◆ **Data excerpts**
☆ ☆ ☆ ☆ ☆
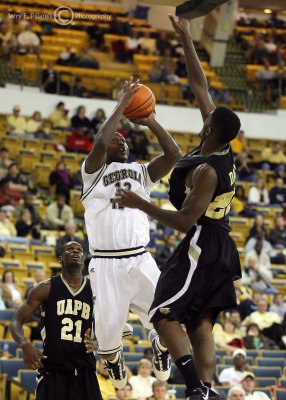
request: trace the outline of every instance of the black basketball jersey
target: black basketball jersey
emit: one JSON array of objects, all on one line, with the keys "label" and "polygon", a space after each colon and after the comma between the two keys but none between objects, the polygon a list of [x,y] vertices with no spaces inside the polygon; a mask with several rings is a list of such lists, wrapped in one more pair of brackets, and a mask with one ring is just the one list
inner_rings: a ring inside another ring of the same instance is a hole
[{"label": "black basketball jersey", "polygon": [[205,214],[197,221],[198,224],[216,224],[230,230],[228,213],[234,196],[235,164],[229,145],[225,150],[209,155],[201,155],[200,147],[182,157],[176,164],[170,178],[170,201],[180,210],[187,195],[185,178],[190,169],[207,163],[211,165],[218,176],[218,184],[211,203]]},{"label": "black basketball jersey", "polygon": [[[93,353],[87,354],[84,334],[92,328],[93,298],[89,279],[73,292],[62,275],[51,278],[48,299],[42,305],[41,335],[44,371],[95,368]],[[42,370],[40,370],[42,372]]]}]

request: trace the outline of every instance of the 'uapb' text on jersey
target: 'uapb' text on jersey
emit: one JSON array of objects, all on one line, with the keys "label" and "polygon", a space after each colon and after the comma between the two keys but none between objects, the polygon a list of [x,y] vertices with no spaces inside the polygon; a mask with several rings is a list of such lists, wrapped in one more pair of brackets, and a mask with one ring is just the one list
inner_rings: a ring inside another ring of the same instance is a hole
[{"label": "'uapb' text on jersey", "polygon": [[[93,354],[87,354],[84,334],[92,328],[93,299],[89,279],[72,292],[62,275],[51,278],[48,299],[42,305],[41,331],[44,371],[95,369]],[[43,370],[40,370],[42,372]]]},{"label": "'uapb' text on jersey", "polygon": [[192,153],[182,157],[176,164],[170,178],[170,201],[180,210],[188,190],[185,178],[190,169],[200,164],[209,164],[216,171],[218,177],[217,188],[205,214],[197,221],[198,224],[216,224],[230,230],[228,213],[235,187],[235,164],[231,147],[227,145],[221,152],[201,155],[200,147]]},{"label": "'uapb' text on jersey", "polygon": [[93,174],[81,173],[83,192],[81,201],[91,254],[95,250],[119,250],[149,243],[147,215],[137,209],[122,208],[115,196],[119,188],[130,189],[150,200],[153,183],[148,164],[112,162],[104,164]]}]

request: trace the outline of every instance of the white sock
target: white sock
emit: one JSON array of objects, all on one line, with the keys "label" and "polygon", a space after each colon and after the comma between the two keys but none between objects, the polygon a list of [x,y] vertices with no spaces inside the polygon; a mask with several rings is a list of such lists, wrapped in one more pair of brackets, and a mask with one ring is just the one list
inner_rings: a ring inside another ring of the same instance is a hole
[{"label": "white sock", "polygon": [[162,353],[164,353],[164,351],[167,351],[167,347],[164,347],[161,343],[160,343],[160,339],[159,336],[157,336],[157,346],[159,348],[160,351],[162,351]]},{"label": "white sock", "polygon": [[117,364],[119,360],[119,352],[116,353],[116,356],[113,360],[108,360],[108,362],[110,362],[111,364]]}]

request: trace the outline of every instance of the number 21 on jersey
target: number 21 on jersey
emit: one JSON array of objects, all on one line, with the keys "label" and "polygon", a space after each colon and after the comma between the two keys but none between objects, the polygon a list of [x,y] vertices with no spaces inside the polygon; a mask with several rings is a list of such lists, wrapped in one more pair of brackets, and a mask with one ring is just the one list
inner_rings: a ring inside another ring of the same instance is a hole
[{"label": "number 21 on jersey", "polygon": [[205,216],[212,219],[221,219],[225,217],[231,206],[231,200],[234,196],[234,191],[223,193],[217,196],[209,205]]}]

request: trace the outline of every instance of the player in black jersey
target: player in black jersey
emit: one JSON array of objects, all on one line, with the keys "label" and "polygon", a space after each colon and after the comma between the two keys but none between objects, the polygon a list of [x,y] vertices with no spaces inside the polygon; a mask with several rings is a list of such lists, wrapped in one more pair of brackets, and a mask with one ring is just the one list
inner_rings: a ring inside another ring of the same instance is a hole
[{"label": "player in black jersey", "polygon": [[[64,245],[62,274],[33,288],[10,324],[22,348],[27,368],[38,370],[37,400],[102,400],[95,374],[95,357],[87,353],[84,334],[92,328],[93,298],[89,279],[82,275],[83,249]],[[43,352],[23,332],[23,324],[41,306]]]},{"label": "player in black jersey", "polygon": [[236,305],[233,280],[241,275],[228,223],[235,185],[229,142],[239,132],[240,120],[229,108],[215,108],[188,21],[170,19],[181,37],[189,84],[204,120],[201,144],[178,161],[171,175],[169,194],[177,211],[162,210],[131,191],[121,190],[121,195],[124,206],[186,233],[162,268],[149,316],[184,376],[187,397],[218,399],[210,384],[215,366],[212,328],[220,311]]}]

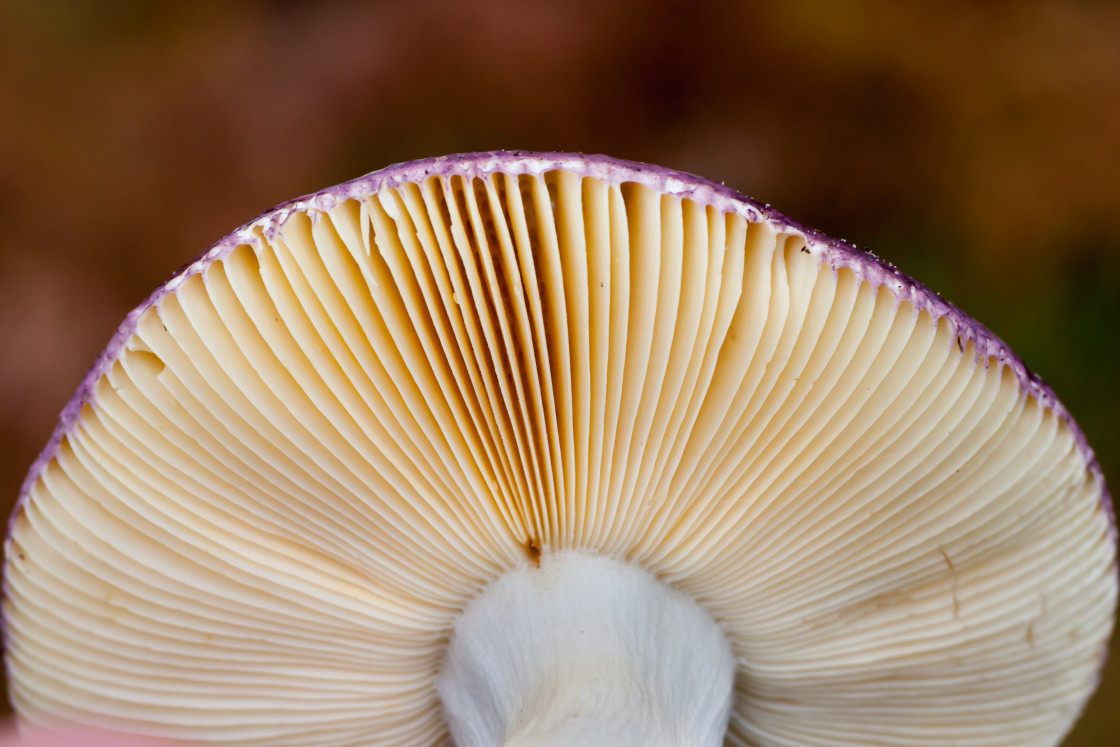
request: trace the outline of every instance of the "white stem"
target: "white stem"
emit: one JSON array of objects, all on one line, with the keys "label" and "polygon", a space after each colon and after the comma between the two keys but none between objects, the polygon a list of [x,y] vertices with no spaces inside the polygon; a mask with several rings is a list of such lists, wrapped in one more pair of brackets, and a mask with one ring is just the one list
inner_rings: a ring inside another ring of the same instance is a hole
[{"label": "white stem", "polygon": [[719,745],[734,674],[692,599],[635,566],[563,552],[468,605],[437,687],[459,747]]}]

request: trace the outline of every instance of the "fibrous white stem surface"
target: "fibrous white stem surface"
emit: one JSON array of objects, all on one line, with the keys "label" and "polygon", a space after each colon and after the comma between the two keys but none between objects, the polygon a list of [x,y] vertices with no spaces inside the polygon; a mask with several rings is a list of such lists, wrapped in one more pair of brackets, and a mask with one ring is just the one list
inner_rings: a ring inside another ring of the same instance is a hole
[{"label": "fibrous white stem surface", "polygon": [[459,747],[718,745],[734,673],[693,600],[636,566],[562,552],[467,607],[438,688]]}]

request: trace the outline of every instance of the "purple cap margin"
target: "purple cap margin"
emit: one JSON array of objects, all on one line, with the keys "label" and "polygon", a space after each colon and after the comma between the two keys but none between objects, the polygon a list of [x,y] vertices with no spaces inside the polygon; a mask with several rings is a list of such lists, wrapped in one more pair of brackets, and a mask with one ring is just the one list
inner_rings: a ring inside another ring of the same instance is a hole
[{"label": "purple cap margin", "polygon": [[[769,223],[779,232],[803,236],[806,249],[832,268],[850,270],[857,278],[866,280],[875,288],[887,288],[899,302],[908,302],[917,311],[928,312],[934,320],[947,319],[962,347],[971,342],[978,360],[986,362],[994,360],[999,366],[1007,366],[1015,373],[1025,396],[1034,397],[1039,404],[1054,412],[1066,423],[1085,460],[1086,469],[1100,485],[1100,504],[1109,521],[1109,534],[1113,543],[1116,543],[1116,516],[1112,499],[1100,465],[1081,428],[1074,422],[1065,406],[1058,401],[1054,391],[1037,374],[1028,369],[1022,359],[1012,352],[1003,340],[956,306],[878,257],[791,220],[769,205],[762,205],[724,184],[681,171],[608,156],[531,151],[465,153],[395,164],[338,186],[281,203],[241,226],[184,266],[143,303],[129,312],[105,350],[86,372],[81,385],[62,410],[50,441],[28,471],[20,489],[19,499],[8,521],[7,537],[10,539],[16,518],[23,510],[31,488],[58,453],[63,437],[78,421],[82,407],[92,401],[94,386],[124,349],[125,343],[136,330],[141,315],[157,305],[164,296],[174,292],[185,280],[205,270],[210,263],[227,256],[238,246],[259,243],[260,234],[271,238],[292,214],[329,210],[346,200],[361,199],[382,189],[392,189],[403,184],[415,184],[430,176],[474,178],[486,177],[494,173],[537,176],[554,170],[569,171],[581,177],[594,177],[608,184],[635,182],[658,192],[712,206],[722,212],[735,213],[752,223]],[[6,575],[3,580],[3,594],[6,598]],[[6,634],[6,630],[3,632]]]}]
☆ ☆ ☆ ☆ ☆
◆ **About this task**
Show all lines above containing "trace".

◆ **Your solution**
request: trace the outline of every instance of the black basketball jersey
request: trace the outline of every instance of the 'uapb' text on jersey
request: trace the outline of every instance of the white sock
request: trace the outline of every instance of the number 21 on jersey
request: trace the outline of every instance of the player in black jersey
request: trace the outline of every instance of the "white stem"
request: trace the outline of every instance of the "fibrous white stem surface"
request: trace the outline of every instance of the "purple cap margin"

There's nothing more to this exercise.